> _Short exercise 1_
Answer these questions about the commentary on the demonetisation debate, one answer per line:
(a) What did the reporter ask the guest about the deaths?
(b) According to the text, what does freedom of press give you?
(c) What does the writer say ridiculing the facts and figures of death actually ruins?
> _Short exercise 2_
Change "meadow vegetation" to "meadow plants" in the entries starting at the line that contains "43, row 67." and ending at the line that contains "column 368, row 193", and give back only those lines, otherwise unchanged. Omit the picture from your answer.

> _Document extract_
** Start **

The CM had merely put the same facts and figures of deaths due to inconvenience caused by the demonetisation scheme that were being circulated in newspapers and news channels. He was referring to news reports regarding the deaths caused by the move. The reporter, without wasting any time, asked the guest inquisitively, how he could “directly link” those deaths with demonetisation?

When reports of deaths are coming from all over the country explicitly mentioning the circumstances pointing to demonetisation as a possible reason, asking for proof is a little much. Interestingly, when the question of credibility was brought up, the debate diverted into a different direction intentionally. I am very vocal with the issue of questioning a politician or a public servant. Freedom of press gives you the right to ask. Go and do it every time with full honesty, no problem. But ridiculing the facts and figures of a pathetic situation especially death is neither fair nor ethical in any sense. It actually ruins your objectivity too.

Why was the reporter representing the idea of being super objective on a specific question regarding the number of deaths? Death is death.

** End **

> _Material for this task_

** Start **

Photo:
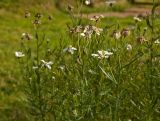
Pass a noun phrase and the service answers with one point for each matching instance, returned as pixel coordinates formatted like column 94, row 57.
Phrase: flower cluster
column 96, row 18
column 101, row 54
column 70, row 49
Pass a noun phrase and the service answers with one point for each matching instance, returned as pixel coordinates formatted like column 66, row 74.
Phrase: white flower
column 87, row 2
column 157, row 41
column 19, row 54
column 70, row 49
column 47, row 64
column 137, row 19
column 129, row 47
column 102, row 54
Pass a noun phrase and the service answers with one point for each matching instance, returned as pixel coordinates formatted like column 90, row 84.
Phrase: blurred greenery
column 13, row 24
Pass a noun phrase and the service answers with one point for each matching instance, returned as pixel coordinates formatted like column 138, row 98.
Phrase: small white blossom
column 102, row 54
column 137, row 19
column 129, row 47
column 47, row 64
column 70, row 49
column 19, row 54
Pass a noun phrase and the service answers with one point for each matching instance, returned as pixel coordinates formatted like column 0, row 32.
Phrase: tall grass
column 95, row 73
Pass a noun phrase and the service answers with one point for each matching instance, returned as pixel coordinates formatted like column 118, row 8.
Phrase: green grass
column 12, row 98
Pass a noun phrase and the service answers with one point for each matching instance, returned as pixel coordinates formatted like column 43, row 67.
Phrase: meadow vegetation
column 56, row 66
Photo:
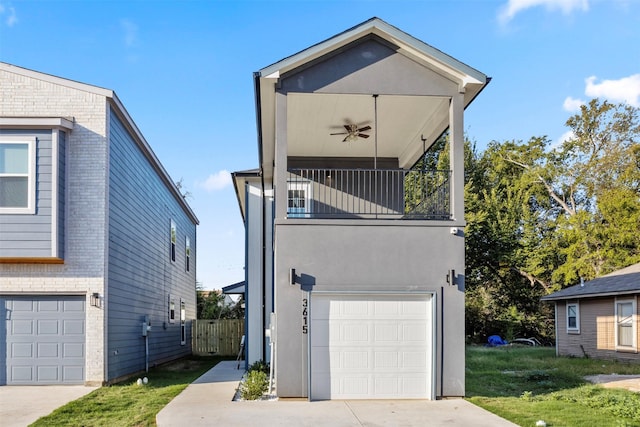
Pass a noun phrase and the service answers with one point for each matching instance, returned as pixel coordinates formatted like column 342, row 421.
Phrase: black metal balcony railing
column 368, row 193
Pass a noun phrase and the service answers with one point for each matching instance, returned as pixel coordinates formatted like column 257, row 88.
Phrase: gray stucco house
column 96, row 242
column 354, row 257
column 600, row 318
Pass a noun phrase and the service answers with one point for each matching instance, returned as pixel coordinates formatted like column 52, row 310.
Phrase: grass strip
column 128, row 404
column 525, row 385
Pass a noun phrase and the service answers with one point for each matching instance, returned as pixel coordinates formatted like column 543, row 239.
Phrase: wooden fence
column 216, row 337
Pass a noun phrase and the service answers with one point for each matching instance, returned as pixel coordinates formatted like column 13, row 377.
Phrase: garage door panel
column 21, row 327
column 370, row 346
column 21, row 350
column 70, row 350
column 47, row 350
column 22, row 373
column 47, row 327
column 73, row 373
column 73, row 327
column 48, row 305
column 45, row 340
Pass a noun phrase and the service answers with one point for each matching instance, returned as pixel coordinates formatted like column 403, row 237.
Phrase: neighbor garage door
column 45, row 339
column 371, row 346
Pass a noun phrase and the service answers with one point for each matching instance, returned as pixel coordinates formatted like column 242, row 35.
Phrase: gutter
column 256, row 82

** End **

> _Worked answer 1_
(a) How he could "directly link" those deaths with demonetisation.
(b) The right to ask.
(c) Your objectivity.

> _Worked answer 2_
Pass a noun phrase and the service answers with one point for each matching instance, returned as pixel coordinates formatted like column 43, row 67.
Phrase: meadow plants
column 56, row 66
Photo:
Pass a noun phrase and the service answers with one point for each matching instance, returned as pixel coordinates formatted like column 342, row 421.
Phrase: black metal balcony railing
column 368, row 193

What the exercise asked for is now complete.